§ Passage shown
--------------------

He was upset by the news, but slowly he is becoming more numb to the shock. Lando doesn’t want to become desensitized, but the situation is overwhelming.

“The first week I was tracking the numbers of how many are sick and dying, but now the numbers are becoming so high it’s meaningless, and I don’t even look anymore. It’s beyond comprehension,” he trailed off.

Passover went by, and Lando was sad he was not able to see his grandchildren this year.

Fortunately, he has his landscaping business to help keep his mind busy.

Community is another helpful tool for helping seniors ease their anxiety. That’s the case for Hinda Blum, 65, of Pikesville. As she enjoys a walk in the spring weather, Blum is grateful that many in her friendly neighborhood are outside talking to people while respecting boundaries.

But as the days pass, it’s impossible for isolated seniors to escape the depressing pandemic.

“The news is way too painful for me to look at. People are choosing to tune in just once a day,” Blum said.

Linda Miller, 75, of Randallstown passes the time with exercise, books, texting, cooking, or other things that have all become robotic now.

Yet, “I will admit, I have had days of feeling depressed, usually on the weekends,” Miller said.

Blum echoed the sentiment. “There is a lot of grief attached to this. It feels like I am losing out on connections,” she said. “It is difficult. I am trying to sit with the intensity of my feelings and move through them to see the good things.”

--------------------

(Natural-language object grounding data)
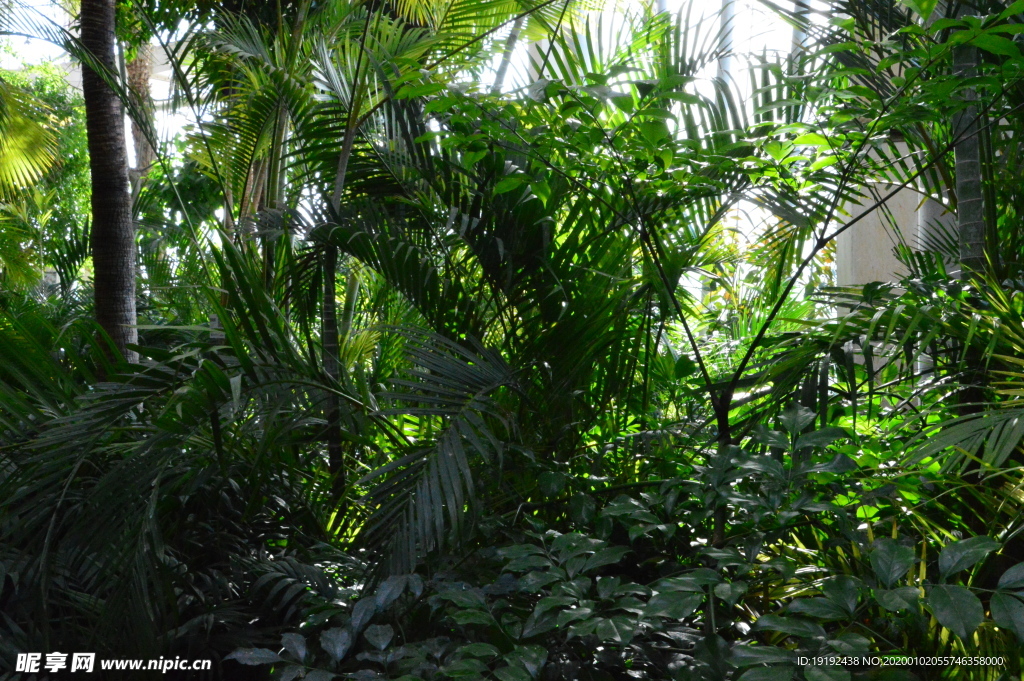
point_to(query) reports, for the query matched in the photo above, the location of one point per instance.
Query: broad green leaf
(615, 629)
(511, 674)
(826, 673)
(478, 650)
(508, 183)
(923, 8)
(473, 618)
(843, 590)
(891, 560)
(1013, 578)
(796, 418)
(1008, 611)
(897, 599)
(336, 641)
(550, 483)
(792, 626)
(745, 655)
(673, 605)
(777, 673)
(389, 591)
(684, 367)
(964, 554)
(730, 592)
(467, 667)
(822, 437)
(821, 608)
(379, 636)
(296, 644)
(996, 45)
(255, 656)
(956, 608)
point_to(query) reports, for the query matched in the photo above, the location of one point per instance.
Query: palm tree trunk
(113, 230)
(970, 198)
(138, 82)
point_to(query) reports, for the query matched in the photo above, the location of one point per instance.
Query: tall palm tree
(113, 228)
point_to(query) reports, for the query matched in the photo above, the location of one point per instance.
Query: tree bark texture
(113, 229)
(970, 196)
(138, 82)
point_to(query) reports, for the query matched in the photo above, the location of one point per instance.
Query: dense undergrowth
(440, 381)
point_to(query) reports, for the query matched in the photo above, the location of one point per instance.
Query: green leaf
(254, 656)
(1013, 578)
(891, 560)
(320, 675)
(673, 605)
(745, 655)
(843, 590)
(508, 183)
(296, 644)
(791, 626)
(605, 557)
(778, 673)
(730, 592)
(511, 674)
(550, 483)
(615, 629)
(956, 608)
(1008, 611)
(473, 618)
(826, 673)
(478, 650)
(996, 45)
(923, 7)
(822, 437)
(461, 668)
(895, 600)
(817, 607)
(796, 418)
(684, 367)
(336, 641)
(379, 636)
(964, 554)
(811, 139)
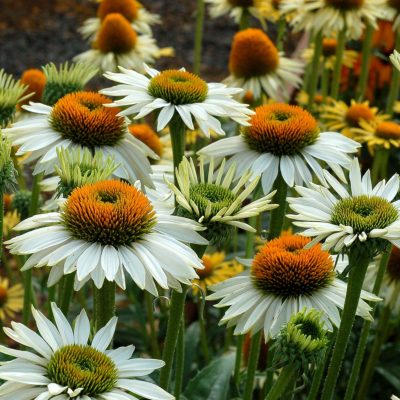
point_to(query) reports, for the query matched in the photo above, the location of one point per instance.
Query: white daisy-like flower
(332, 16)
(80, 120)
(257, 66)
(362, 215)
(118, 44)
(214, 200)
(284, 278)
(106, 229)
(177, 92)
(63, 365)
(236, 8)
(284, 139)
(134, 12)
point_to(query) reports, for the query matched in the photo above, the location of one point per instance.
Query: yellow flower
(384, 134)
(216, 270)
(11, 299)
(338, 116)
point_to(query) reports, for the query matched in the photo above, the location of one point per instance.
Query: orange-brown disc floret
(128, 8)
(116, 35)
(345, 5)
(357, 112)
(281, 129)
(178, 87)
(145, 134)
(36, 81)
(82, 118)
(388, 130)
(108, 212)
(252, 54)
(283, 267)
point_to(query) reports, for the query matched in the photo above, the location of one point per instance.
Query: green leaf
(212, 382)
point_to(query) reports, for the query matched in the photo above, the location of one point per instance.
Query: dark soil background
(35, 32)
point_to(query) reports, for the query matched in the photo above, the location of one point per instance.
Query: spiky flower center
(82, 118)
(329, 47)
(357, 112)
(116, 35)
(241, 3)
(281, 129)
(212, 196)
(178, 87)
(78, 366)
(146, 134)
(283, 267)
(345, 5)
(388, 130)
(393, 268)
(252, 54)
(128, 8)
(108, 212)
(364, 213)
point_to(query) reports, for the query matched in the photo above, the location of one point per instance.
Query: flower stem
(366, 58)
(286, 377)
(359, 260)
(104, 304)
(355, 370)
(278, 214)
(380, 338)
(198, 39)
(338, 64)
(395, 82)
(255, 347)
(155, 350)
(313, 83)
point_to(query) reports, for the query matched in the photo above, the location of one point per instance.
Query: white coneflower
(63, 363)
(106, 229)
(364, 215)
(177, 92)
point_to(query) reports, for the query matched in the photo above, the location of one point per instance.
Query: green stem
(314, 71)
(355, 370)
(366, 58)
(104, 304)
(395, 82)
(358, 260)
(380, 338)
(180, 361)
(255, 347)
(67, 292)
(278, 214)
(338, 64)
(155, 350)
(286, 376)
(198, 38)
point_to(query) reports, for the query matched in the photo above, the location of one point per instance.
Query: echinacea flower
(11, 299)
(378, 134)
(118, 44)
(343, 118)
(284, 278)
(12, 92)
(284, 139)
(362, 215)
(62, 363)
(64, 79)
(332, 16)
(177, 92)
(134, 12)
(80, 120)
(216, 270)
(106, 229)
(255, 64)
(215, 201)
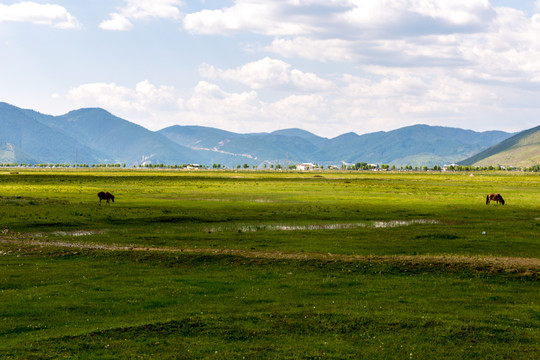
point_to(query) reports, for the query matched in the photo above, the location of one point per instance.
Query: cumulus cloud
(141, 10)
(268, 73)
(42, 14)
(356, 18)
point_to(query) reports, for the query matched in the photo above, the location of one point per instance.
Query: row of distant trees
(357, 166)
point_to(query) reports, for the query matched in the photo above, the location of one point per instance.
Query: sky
(326, 66)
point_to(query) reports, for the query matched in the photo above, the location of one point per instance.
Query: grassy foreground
(269, 265)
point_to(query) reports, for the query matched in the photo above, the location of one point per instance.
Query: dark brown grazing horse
(495, 197)
(105, 196)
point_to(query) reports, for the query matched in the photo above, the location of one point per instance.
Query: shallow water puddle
(283, 227)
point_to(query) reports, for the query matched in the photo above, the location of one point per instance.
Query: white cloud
(268, 73)
(141, 10)
(353, 18)
(116, 22)
(42, 14)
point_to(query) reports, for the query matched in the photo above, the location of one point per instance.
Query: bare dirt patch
(521, 266)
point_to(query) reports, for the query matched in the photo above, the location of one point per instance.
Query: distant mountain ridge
(521, 150)
(95, 136)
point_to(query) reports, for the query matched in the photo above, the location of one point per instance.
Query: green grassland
(269, 265)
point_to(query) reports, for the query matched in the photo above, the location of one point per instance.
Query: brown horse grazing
(105, 196)
(495, 197)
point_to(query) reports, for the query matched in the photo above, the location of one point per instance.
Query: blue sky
(326, 66)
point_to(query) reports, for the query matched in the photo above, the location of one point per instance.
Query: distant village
(361, 166)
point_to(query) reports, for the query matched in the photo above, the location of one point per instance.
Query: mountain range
(520, 150)
(95, 136)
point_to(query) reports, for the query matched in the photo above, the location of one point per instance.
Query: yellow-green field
(284, 265)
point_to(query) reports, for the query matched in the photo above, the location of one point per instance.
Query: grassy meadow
(268, 265)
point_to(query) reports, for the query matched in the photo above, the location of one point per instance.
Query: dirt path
(525, 266)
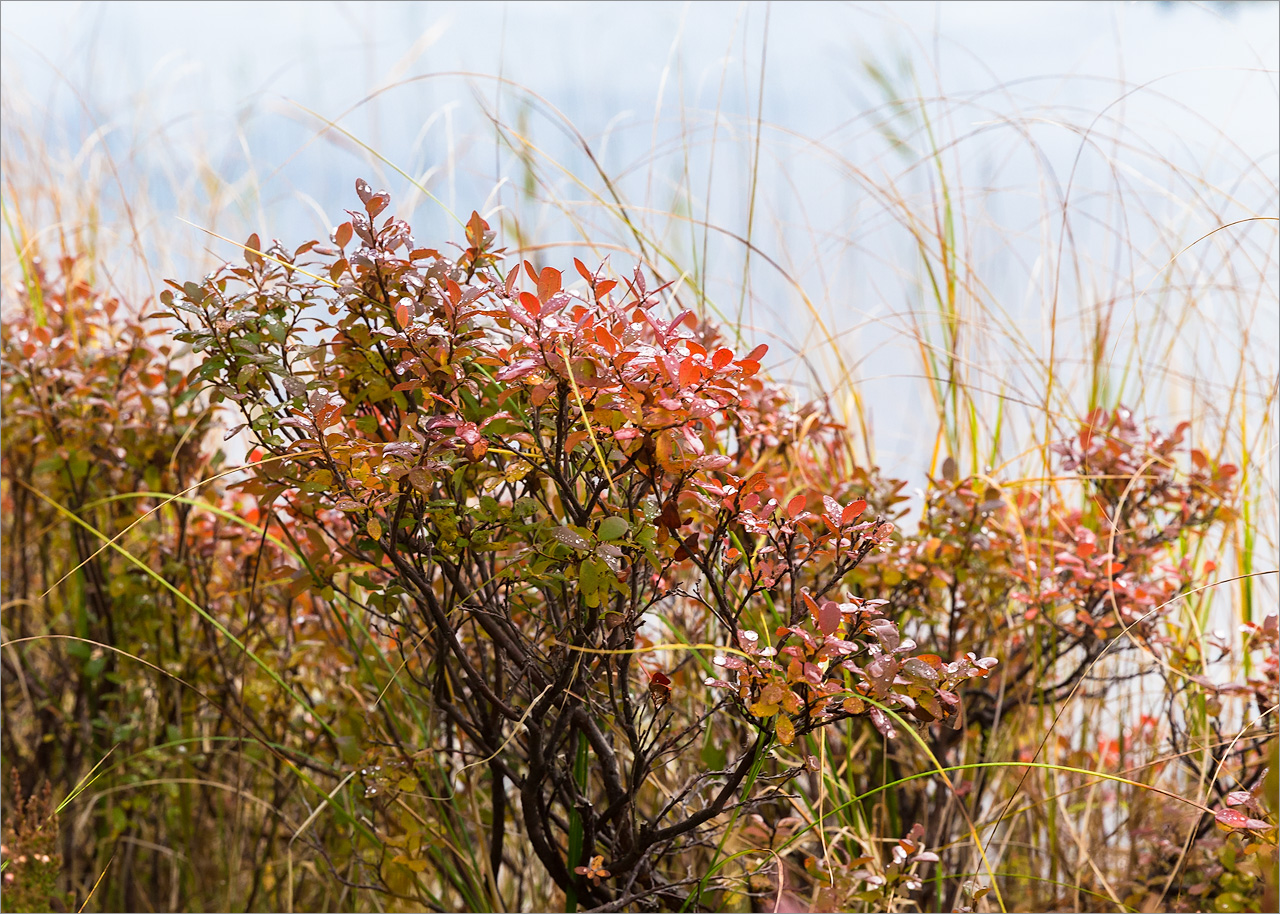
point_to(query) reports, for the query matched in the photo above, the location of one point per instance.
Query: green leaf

--------------------

Condense the paragraph in the passage on seniors above that opens with "Community is another helpful tool," keeping its main facts.

§ Solution to the problem
Community helps seniors ease their anxiety. Hinda Blum, 65, of Pikesville, is grateful on her spring walks that many in her friendly neighborhood are outside talking to people while respecting boundaries.